**Extrait**
▬▬▬▬▬▬
Je voudrais également faire part de notre préoccupation à propos de la remise en cause du modèle français du logement social avec des travaux qui envisagent l'entrée d'investisseurs privés. Je rappelle que le logement rapporte plus à l'État qu'il ne lui coûte. Les bailleurs sociaux n'ont pu faire face à la crise que grâce aux taux d'emprunt très faibles mais que va-t-il se passer quand la bulle immobilière va éclater ? Je m'inquiète ensuite du respect des objectifs de mixité dans le logement social. J'observe qu'en 2018, de nouveau, plus de la moitié des attributaires de logements dans le parc social ont un niveau de revenu en dessous du seuil de pauvreté.
Je ne peux que corroborer les inquiétudes sur les conséquences de la réforme de la taxe d'habitation et relever une nouvelle fois l'impact qu'elle aura sur le calcul des dotations de solidarité rurale ou urbaine aux communes pauvres en plus du problème de la désincitation à construire des logements sociaux.
Enfin, si je comprends la logique de rebasage budgétaire, on est obligé de constater qu'il y a de plus en plus de personnes sans-abri dans nos métropoles, y compris de personnes qui ont des emplois. Le Gouvernement devrait se souvenir de cette parole de l'abbé Pierre « Gouverner, c'est d'abord loger son peuple ».
M. Daniel Gremillet . - Ce rapport confirme les inquiétudes que nous formulions sur les moyens de la rénovation énergétique des logements lors de la discussion de la loi énergie climat. Nous disions que le vrai rendez-vous serait la loi de finances. Nous y sommes et les crédits ne sont pas à la hauteur. La réduction des crédits au détriment des 9 e et 10 e déciles ne profite pas en fait aux ménages les plus modestes.
M. Marc Daunis . - Je rejoins les observations déjà formulées sur la qualité de ce rapport et sur le RUA et le PTZ. Je voudrais savoir s'il existe une étude d'impact de la réforme du CITE sur les classes moyennes et supérieures, ce qui me paraît une erreur majeure compte tenu du défi que représente la rénovation énergétique des logements. Il y a un fossé entre les enjeux et les moyens alors qu'il faudrait changer de braquet. Nous venons d'examiner trois secteurs essentiels de notre économie ce matin : la recherche, l'agriculture et le logement et nous ne disposons pas d'une lisibilité des éléments stratégiques structurants. Je trouve cela inquiétant. Je crois qu'il est bien que nous ayons une vision d'ensemble tout en opérant des réorientations pragmatiques comme le propose le rapport.
▬▬▬▬▬▬
**Données enregistrées**
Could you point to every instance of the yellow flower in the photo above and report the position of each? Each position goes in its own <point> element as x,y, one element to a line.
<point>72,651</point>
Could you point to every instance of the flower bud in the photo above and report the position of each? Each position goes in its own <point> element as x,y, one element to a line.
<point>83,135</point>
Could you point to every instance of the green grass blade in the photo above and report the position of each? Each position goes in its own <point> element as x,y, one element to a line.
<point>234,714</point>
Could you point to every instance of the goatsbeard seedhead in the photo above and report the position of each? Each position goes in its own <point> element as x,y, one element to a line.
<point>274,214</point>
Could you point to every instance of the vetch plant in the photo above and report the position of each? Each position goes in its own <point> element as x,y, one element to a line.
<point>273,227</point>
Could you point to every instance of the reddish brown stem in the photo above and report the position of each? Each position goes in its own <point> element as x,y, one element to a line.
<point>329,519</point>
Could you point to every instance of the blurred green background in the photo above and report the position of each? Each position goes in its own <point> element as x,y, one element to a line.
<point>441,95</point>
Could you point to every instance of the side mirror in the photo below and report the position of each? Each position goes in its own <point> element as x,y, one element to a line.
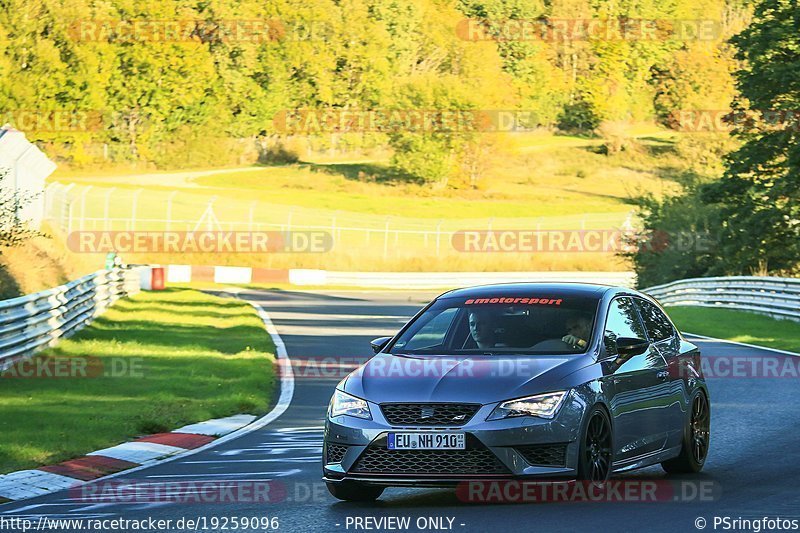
<point>628,347</point>
<point>379,343</point>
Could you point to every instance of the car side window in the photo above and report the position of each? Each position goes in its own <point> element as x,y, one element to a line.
<point>622,321</point>
<point>655,321</point>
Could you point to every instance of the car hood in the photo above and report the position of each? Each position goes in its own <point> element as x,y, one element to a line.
<point>475,379</point>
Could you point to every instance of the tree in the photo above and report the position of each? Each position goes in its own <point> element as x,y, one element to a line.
<point>13,231</point>
<point>757,198</point>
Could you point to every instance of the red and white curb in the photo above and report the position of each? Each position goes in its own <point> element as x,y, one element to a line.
<point>149,449</point>
<point>153,449</point>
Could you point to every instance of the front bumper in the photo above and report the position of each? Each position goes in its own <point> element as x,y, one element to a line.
<point>353,447</point>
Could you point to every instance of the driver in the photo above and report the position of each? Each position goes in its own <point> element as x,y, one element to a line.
<point>482,328</point>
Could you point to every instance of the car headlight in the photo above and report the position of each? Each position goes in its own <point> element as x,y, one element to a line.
<point>542,405</point>
<point>345,404</point>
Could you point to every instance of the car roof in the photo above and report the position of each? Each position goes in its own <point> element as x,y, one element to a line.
<point>564,289</point>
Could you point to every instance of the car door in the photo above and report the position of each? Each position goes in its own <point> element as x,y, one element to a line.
<point>639,386</point>
<point>664,337</point>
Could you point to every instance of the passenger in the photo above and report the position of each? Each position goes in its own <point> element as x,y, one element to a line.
<point>482,327</point>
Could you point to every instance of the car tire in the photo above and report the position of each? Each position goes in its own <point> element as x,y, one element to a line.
<point>596,451</point>
<point>696,437</point>
<point>351,491</point>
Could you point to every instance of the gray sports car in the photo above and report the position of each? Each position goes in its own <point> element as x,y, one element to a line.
<point>519,381</point>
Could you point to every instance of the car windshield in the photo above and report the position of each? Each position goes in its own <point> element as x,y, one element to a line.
<point>520,324</point>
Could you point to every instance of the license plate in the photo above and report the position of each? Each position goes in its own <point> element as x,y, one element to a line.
<point>426,441</point>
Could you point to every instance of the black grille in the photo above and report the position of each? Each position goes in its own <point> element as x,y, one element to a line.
<point>336,452</point>
<point>544,454</point>
<point>475,460</point>
<point>429,414</point>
▬▬▬▬▬▬
**Consignes**
1) Quels sont tous les sigles employés dans l'extrait ?
2) Pouvez-vous recopier fidèlement l'extrait, de « M. Daniel Gremillet » jusqu'à « les plus modestes. » inclus ?

**Réponses**
1) RUA, PTZ, CITE

2)
M. Daniel Gremillet . - Ce rapport confirme les inquiétudes que nous formulions sur les moyens de la rénovation énergétique des logements lors de la discussion de la loi énergie climat. Nous disions que le vrai rendez-vous serait la loi de finances. Nous y sommes et les crédits ne sont pas à la hauteur. La réduction des crédits au détriment des 9 e et 10 e déciles ne profite pas en fait aux ménages les plus modestes.